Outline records
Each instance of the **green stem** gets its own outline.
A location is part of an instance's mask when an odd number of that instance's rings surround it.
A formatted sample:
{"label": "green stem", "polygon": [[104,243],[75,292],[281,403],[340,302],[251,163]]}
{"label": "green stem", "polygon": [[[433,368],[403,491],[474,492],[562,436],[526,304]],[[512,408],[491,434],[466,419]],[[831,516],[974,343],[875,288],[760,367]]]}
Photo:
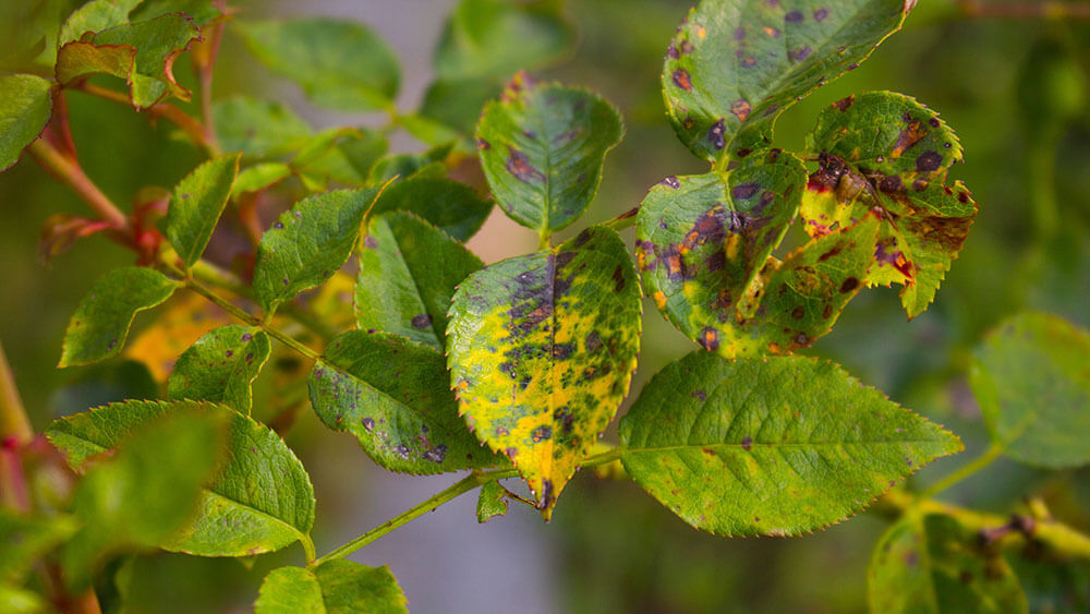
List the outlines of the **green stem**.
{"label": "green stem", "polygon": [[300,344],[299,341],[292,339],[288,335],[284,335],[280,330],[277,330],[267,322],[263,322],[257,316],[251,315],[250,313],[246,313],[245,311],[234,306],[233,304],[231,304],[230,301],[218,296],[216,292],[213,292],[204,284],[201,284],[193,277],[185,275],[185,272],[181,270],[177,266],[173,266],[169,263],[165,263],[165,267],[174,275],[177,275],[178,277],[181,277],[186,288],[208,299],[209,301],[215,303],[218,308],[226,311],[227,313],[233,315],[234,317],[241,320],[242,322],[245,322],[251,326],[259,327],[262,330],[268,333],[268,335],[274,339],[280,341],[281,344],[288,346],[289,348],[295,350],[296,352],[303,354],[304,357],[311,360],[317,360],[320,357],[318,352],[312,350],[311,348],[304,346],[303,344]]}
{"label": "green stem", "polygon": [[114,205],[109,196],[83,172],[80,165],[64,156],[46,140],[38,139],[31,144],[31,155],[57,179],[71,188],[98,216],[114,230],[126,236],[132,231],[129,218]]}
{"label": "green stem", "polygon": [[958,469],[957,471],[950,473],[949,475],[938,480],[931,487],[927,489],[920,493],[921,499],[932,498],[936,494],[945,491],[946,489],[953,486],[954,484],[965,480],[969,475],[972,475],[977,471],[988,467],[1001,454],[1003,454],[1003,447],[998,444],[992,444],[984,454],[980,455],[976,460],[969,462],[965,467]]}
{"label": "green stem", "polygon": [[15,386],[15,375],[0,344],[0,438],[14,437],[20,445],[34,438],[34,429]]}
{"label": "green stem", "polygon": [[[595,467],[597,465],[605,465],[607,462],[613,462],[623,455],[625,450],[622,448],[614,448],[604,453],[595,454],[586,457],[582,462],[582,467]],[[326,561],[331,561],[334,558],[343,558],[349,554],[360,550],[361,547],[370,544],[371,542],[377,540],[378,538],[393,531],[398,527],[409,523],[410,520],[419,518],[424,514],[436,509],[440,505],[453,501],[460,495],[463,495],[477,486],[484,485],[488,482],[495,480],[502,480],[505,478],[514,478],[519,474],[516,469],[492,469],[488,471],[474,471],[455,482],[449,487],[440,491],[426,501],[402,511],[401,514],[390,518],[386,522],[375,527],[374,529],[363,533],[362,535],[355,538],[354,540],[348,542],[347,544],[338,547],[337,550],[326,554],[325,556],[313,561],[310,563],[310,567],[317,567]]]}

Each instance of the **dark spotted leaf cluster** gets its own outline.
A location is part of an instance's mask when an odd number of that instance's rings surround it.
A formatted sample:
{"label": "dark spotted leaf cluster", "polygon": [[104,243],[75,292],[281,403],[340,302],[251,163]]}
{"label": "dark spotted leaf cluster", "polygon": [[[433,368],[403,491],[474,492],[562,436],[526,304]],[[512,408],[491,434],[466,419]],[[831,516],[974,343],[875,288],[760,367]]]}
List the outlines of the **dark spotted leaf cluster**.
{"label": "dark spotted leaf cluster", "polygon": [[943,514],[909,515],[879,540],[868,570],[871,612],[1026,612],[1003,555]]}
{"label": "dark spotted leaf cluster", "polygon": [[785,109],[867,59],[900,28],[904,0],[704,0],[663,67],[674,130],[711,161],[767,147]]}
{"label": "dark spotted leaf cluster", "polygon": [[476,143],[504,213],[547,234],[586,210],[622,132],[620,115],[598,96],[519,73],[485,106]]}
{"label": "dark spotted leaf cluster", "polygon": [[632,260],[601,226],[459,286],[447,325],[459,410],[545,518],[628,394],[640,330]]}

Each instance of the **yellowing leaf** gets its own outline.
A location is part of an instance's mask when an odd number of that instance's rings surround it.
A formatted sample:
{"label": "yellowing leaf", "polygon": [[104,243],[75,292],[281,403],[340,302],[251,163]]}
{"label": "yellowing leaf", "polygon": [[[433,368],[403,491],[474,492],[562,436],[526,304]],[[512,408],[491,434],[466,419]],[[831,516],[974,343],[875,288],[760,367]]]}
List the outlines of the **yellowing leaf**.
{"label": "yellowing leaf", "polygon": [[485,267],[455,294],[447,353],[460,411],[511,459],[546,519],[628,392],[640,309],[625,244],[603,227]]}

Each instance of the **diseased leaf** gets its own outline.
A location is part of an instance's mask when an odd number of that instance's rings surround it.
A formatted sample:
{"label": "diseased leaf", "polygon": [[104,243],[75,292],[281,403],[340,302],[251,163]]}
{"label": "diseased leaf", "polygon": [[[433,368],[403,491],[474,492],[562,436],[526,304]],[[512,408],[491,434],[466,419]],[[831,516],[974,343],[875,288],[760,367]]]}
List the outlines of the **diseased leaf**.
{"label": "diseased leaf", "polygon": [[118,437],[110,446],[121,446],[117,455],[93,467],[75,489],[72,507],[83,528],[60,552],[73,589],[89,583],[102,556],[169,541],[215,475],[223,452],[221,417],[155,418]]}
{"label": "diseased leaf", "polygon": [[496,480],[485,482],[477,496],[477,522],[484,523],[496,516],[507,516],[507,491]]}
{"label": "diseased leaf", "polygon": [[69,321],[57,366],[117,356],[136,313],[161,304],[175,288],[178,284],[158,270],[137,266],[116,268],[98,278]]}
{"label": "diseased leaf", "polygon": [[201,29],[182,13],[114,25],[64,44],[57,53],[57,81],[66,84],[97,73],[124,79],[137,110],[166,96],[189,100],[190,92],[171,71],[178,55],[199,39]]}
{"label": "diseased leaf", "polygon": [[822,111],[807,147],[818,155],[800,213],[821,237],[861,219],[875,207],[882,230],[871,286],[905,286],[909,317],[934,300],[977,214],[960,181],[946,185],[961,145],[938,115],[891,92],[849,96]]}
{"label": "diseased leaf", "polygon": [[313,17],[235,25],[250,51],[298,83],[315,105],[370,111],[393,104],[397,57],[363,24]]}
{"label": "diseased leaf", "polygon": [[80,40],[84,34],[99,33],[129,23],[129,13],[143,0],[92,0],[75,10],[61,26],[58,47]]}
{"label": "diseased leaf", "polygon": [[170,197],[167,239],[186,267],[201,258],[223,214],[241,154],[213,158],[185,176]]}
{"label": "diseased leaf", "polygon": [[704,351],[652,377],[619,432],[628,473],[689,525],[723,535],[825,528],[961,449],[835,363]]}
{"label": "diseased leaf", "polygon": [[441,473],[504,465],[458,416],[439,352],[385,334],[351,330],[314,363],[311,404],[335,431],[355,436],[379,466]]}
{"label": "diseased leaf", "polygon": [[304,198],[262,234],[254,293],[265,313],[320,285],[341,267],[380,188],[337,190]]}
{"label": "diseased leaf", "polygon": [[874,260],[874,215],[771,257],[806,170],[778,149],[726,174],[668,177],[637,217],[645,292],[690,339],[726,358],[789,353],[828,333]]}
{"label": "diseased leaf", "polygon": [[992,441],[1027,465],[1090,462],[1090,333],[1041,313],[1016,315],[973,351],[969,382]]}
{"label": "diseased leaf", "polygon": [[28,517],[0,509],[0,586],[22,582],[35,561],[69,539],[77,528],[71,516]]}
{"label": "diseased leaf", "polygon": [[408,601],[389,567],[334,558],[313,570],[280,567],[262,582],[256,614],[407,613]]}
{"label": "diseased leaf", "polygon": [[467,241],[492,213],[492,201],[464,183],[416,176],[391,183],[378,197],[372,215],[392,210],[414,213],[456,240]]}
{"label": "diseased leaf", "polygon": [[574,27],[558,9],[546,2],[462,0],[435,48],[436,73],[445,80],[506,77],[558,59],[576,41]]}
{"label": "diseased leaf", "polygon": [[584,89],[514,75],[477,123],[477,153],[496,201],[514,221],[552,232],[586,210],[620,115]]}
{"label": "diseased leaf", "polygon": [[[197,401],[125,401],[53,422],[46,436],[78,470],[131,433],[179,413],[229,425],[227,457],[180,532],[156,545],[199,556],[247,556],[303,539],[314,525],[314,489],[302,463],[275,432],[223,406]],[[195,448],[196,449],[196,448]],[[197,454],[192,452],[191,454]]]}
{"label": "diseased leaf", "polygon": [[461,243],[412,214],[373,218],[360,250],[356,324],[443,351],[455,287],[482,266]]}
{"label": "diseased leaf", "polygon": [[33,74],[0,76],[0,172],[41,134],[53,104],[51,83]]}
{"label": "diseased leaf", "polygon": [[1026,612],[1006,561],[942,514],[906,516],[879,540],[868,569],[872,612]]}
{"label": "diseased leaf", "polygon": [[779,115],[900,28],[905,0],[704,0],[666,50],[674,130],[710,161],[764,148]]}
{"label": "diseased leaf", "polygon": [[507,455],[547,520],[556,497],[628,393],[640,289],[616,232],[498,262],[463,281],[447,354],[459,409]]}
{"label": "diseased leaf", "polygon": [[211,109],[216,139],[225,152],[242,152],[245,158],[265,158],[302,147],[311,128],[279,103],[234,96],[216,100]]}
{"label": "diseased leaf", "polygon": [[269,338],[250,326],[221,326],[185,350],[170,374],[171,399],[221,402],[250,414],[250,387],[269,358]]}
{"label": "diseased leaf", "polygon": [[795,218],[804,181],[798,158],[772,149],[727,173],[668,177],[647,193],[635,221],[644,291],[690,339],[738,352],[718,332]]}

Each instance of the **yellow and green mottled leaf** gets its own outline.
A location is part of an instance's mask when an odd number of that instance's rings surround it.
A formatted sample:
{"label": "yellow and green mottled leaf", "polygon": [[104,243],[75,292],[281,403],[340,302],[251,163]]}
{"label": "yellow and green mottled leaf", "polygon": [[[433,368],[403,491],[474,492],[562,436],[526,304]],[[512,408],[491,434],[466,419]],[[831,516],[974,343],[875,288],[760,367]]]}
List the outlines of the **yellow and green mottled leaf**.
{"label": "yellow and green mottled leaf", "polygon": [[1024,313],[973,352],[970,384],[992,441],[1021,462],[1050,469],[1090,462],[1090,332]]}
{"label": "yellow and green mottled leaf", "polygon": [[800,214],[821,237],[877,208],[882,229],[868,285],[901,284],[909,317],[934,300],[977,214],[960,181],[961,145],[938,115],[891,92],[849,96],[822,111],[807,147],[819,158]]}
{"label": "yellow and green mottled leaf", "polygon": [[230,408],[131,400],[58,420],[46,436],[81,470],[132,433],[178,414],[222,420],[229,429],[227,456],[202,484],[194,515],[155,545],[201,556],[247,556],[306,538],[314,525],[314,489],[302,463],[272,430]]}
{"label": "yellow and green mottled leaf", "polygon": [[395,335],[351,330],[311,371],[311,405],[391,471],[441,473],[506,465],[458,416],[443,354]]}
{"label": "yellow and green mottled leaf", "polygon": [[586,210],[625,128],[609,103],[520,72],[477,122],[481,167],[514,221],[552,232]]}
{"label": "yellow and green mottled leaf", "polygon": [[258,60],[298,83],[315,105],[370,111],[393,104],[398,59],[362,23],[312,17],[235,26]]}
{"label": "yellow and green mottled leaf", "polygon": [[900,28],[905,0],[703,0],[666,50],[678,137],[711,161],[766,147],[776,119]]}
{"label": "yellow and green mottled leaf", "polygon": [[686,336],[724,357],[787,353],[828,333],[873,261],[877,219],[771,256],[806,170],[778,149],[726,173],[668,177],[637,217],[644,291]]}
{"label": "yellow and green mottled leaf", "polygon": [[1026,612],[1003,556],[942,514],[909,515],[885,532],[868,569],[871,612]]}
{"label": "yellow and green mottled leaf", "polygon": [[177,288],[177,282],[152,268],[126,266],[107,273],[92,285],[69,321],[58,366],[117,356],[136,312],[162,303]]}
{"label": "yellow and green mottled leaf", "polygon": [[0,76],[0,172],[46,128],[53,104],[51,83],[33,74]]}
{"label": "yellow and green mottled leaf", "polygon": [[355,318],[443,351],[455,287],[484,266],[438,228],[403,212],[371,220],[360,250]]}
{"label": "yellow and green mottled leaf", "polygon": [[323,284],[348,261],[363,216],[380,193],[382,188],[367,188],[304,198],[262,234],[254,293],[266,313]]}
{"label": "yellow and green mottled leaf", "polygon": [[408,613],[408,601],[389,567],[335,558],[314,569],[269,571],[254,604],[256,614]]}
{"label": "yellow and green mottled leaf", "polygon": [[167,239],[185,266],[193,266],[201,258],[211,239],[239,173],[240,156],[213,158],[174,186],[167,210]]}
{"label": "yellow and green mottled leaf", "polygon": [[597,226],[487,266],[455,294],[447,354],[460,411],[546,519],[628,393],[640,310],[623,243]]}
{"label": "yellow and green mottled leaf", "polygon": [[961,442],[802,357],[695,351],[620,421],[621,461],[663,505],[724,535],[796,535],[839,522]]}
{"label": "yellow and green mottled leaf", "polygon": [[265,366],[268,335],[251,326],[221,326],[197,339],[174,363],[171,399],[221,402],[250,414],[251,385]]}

_Aim:_
Reproduce the rows word for word, starting at the beginning of the outline records and continuing through the line containing "List the outlines of the **green stem**.", with both ends included. Omit the picture from your answer.

_Task result:_
Each instance of the **green stem** gets its own outline.
A location is part of an instance's mask when an odd number of that instance's rings surround it.
A formatted sample:
{"label": "green stem", "polygon": [[104,243],[75,292],[281,403],[340,302],[251,163]]}
{"label": "green stem", "polygon": [[[433,368],[403,491],[474,492],[562,436],[526,304]],[[512,408],[491,434],[466,419]],[[831,516],[974,343],[875,288],[760,367]]]}
Photo:
List the outlines of the **green stem**.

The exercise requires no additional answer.